═════ Data extract ═════

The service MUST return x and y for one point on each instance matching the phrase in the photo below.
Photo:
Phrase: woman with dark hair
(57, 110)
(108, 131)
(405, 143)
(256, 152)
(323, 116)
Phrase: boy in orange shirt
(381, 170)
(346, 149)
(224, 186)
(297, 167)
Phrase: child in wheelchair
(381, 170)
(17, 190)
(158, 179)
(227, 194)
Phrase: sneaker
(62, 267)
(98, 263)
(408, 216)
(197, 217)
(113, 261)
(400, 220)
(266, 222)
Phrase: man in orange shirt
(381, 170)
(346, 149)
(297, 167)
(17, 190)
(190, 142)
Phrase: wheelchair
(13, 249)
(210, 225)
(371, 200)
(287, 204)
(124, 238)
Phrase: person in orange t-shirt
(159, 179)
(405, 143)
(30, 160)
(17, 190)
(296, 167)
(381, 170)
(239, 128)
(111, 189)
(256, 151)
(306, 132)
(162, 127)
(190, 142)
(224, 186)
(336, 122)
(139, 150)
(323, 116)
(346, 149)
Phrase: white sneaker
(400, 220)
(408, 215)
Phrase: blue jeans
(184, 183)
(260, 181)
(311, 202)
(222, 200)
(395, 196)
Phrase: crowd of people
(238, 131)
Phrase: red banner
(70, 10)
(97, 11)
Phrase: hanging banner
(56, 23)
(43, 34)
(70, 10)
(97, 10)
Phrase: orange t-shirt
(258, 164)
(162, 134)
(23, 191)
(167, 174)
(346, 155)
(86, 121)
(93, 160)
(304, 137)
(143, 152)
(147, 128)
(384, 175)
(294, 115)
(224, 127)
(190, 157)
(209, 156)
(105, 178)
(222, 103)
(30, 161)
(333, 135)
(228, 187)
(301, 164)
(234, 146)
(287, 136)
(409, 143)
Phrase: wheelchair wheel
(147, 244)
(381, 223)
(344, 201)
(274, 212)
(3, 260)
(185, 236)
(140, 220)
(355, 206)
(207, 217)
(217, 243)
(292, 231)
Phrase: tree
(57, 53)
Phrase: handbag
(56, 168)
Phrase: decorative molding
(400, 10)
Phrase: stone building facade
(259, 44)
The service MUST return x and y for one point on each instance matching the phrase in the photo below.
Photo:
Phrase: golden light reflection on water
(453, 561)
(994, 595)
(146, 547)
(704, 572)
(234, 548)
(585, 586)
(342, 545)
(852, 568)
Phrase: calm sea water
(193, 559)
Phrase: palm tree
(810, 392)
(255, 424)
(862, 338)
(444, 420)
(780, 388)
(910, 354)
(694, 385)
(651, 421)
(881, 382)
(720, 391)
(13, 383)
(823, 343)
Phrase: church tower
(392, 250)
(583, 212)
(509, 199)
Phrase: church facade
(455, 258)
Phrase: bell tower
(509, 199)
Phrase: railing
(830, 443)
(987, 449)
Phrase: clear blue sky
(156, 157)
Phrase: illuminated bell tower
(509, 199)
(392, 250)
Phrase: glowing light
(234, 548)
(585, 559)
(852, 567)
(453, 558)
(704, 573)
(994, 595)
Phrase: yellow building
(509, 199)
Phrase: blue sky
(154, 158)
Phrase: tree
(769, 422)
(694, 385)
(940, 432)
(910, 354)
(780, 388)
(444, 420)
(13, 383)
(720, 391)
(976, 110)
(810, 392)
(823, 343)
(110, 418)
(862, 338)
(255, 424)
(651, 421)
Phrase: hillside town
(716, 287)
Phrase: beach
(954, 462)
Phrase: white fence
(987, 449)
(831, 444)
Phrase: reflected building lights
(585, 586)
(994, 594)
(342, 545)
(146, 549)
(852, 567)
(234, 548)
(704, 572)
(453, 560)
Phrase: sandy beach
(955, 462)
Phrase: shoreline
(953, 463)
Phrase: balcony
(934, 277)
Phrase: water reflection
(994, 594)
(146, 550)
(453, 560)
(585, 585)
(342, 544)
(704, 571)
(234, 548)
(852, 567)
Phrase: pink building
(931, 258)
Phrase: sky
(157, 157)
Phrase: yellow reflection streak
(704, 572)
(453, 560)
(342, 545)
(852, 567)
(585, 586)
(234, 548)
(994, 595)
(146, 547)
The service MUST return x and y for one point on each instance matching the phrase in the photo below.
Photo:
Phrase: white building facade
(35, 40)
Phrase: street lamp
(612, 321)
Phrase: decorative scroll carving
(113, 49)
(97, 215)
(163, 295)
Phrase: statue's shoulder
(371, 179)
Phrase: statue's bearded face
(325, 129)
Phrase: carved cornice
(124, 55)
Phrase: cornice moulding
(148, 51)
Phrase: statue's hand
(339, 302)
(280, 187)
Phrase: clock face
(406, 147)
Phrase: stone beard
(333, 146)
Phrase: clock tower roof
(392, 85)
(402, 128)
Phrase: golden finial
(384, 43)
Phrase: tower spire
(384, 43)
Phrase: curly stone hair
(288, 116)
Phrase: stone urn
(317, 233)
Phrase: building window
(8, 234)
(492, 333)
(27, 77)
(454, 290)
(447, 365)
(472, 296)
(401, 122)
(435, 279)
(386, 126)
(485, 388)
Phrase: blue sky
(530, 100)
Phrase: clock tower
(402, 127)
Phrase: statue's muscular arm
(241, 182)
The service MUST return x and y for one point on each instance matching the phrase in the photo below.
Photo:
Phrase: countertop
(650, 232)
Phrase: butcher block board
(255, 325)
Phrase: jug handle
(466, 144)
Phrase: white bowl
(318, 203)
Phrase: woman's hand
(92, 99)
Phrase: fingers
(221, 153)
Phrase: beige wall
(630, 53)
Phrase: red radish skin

═════

- [Goal]:
Extract all lines as given.

- [Exercise answer]:
The service MUST return x and y for one point on each instance matching the phrase in the photo below.
Photo:
Phrase: woman with dark hair
(57, 110)
(108, 131)
(405, 143)
(256, 152)
(323, 116)
Phrase: boy in orange shirt
(381, 170)
(346, 149)
(224, 186)
(297, 167)
Phrase: child in wheelchair
(381, 170)
(17, 190)
(158, 179)
(227, 194)
Phrase: sneaker
(62, 267)
(98, 263)
(408, 216)
(197, 217)
(113, 261)
(400, 220)
(266, 222)
Phrase: man in orange shirt
(381, 170)
(346, 149)
(297, 167)
(17, 190)
(190, 142)
Phrase: wheelchair
(13, 249)
(210, 225)
(371, 200)
(287, 204)
(124, 238)
Phrase: person in orange t-shirt
(159, 179)
(405, 143)
(30, 160)
(17, 190)
(296, 167)
(381, 170)
(239, 128)
(111, 189)
(256, 151)
(306, 132)
(162, 127)
(190, 142)
(224, 186)
(336, 122)
(139, 150)
(323, 116)
(346, 149)
Phrase: white sneaker
(400, 220)
(408, 215)
Phrase: blue jeans
(184, 183)
(260, 181)
(311, 202)
(222, 200)
(395, 196)
Phrase: crowd of people
(238, 131)
Phrase: red banner
(70, 10)
(97, 11)
Phrase: hanging banner
(56, 23)
(43, 34)
(70, 10)
(97, 10)
Phrase: orange t-shirt
(258, 164)
(162, 134)
(23, 191)
(167, 174)
(346, 155)
(86, 121)
(93, 160)
(304, 137)
(143, 152)
(147, 128)
(384, 175)
(294, 115)
(224, 127)
(190, 157)
(209, 156)
(105, 178)
(222, 103)
(30, 161)
(333, 135)
(228, 187)
(301, 164)
(234, 146)
(287, 136)
(409, 143)
Phrase: wheelchair wheel
(147, 244)
(381, 223)
(344, 201)
(274, 212)
(3, 260)
(185, 236)
(140, 220)
(355, 206)
(207, 217)
(217, 243)
(292, 231)
Phrase: tree
(57, 53)
Phrase: handbag
(56, 168)
Phrase: decorative molding
(400, 10)
Phrase: stone building facade
(259, 44)
The service MUST return x and y for one point on each instance matching the phrase in the photo below.
Photo:
Phrase: golden light reflection on water
(453, 561)
(994, 595)
(146, 547)
(704, 572)
(234, 548)
(585, 586)
(342, 545)
(852, 568)
Phrase: calm sea water
(193, 559)
Phrase: palm tree
(810, 392)
(255, 424)
(862, 338)
(444, 420)
(780, 388)
(910, 354)
(694, 385)
(651, 421)
(881, 382)
(720, 391)
(13, 383)
(823, 343)
Phrase: church tower
(392, 250)
(583, 212)
(509, 199)
Phrase: church facade
(455, 258)
Phrase: bell tower
(509, 199)
Phrase: railing
(830, 443)
(987, 449)
Phrase: clear blue sky
(156, 157)
Phrase: illuminated bell tower
(509, 199)
(392, 250)
Phrase: glowing light
(234, 548)
(585, 559)
(852, 567)
(453, 558)
(704, 573)
(994, 595)
Phrase: yellow building
(509, 199)
Phrase: blue sky
(154, 158)
Phrase: tree
(769, 422)
(694, 385)
(940, 432)
(910, 354)
(780, 388)
(444, 420)
(13, 383)
(720, 391)
(976, 110)
(810, 392)
(823, 343)
(110, 418)
(862, 338)
(255, 424)
(651, 421)
Phrase: hillside town
(716, 287)
Phrase: beach
(954, 462)
Phrase: white fence
(987, 449)
(831, 444)
Phrase: reflected building lights
(585, 586)
(994, 594)
(342, 545)
(146, 549)
(852, 567)
(234, 548)
(704, 572)
(453, 560)
Phrase: sandy beach
(955, 462)
Phrase: shoreline
(953, 463)
Phrase: balcony
(934, 277)
Phrase: water reflection
(994, 594)
(146, 550)
(453, 560)
(585, 585)
(342, 544)
(704, 571)
(234, 548)
(852, 567)
Phrase: pink building
(931, 258)
Phrase: sky
(157, 157)
Phrase: yellow reflection streak
(704, 572)
(453, 560)
(342, 545)
(852, 567)
(585, 586)
(234, 548)
(994, 595)
(146, 547)
The service MUST return x and y for one point on each instance matching the phrase in the photo below.
Photo:
Phrase: white building facade
(35, 40)
Phrase: street lamp
(612, 321)
Phrase: decorative scroll carving
(113, 49)
(97, 215)
(163, 295)
Phrase: statue's shoulder
(371, 179)
Phrase: statue's bearded face
(325, 129)
Phrase: carved cornice
(124, 55)
Phrase: cornice moulding
(148, 51)
Phrase: statue's hand
(339, 302)
(280, 187)
Phrase: clock face
(406, 147)
Phrase: stone beard
(333, 146)
Phrase: clock tower roof
(392, 85)
(402, 128)
Phrase: golden finial
(384, 43)
Phrase: tower spire
(384, 43)
Phrase: curly stone hair
(288, 116)
Phrase: stone urn
(317, 233)
Phrase: building window
(8, 234)
(492, 333)
(27, 77)
(454, 290)
(447, 365)
(472, 296)
(401, 122)
(435, 279)
(386, 126)
(485, 388)
Phrase: blue sky
(530, 100)
Phrase: clock tower
(402, 127)
Phrase: statue's muscular arm
(241, 182)
The service MUST return x and y for one point on each instance matching the phrase in the photo below.
Photo:
Phrase: countertop
(650, 232)
Phrase: butcher block board
(255, 325)
Phrase: jug handle
(466, 144)
Phrase: white bowl
(318, 203)
Phrase: woman's hand
(92, 99)
Phrase: fingers
(221, 153)
Phrase: beige wall
(630, 53)
Phrase: red radish skin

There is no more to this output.